Directive:
Convert every entry below into a two-column CSV with the headers "instruction" and "response". Each entry gets one row, with its text under "instruction" and its answer under "response", each in a single quoted field with line breaks replaced by spaces.
==== Supplied material
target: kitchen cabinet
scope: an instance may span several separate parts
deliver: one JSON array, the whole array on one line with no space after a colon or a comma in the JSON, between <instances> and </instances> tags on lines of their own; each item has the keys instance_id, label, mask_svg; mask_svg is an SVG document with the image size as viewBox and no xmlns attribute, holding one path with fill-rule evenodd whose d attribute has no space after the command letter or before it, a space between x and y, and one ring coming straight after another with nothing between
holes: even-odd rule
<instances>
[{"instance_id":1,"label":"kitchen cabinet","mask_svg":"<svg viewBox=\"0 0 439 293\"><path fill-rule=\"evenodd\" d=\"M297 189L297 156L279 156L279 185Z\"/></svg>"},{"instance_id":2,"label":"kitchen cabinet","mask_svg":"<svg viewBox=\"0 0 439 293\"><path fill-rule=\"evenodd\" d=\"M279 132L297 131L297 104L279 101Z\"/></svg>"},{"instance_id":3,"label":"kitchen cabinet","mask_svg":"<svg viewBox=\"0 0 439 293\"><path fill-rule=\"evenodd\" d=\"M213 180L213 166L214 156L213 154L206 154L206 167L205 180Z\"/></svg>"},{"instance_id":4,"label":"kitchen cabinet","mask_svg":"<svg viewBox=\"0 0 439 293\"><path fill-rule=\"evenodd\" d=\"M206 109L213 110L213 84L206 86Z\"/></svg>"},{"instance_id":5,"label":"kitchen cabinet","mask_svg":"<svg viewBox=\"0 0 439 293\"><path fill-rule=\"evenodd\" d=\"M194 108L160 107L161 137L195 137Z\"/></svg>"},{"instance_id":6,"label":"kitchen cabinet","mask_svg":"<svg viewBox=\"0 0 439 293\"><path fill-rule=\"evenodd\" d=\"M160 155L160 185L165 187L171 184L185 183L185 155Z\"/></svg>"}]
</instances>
========
Result for this exercise:
instruction,response
"target: kitchen cabinet scope: an instance may span several separate parts deliver: one JSON array, the whole array on one line with no space after a colon or a comma in the JSON, between <instances> and </instances> tags on lines of their own; each item has the keys instance_id, label, mask_svg; mask_svg is an SVG document with the image size as viewBox and no xmlns attribute, holding one path with fill-rule evenodd whose d attribute has no space after the command letter or before it, a space between x and y, and one ring coming straight after another with nothing between holes: even-odd rule","<instances> [{""instance_id"":1,""label"":""kitchen cabinet"",""mask_svg"":""<svg viewBox=\""0 0 439 293\""><path fill-rule=\""evenodd\"" d=\""M297 189L297 156L279 156L279 185Z\""/></svg>""},{""instance_id"":2,""label"":""kitchen cabinet"",""mask_svg"":""<svg viewBox=\""0 0 439 293\""><path fill-rule=\""evenodd\"" d=\""M279 132L297 131L297 104L279 101Z\""/></svg>""},{""instance_id"":3,""label"":""kitchen cabinet"",""mask_svg"":""<svg viewBox=\""0 0 439 293\""><path fill-rule=\""evenodd\"" d=\""M213 180L213 166L214 156L213 154L206 154L206 167L205 180Z\""/></svg>""},{""instance_id"":4,""label"":""kitchen cabinet"",""mask_svg"":""<svg viewBox=\""0 0 439 293\""><path fill-rule=\""evenodd\"" d=\""M206 109L213 110L213 84L206 86Z\""/></svg>""},{""instance_id"":5,""label"":""kitchen cabinet"",""mask_svg"":""<svg viewBox=\""0 0 439 293\""><path fill-rule=\""evenodd\"" d=\""M194 108L160 107L161 137L195 137Z\""/></svg>""},{""instance_id"":6,""label"":""kitchen cabinet"",""mask_svg"":""<svg viewBox=\""0 0 439 293\""><path fill-rule=\""evenodd\"" d=\""M160 155L160 185L165 187L171 184L185 183L185 155Z\""/></svg>""}] </instances>"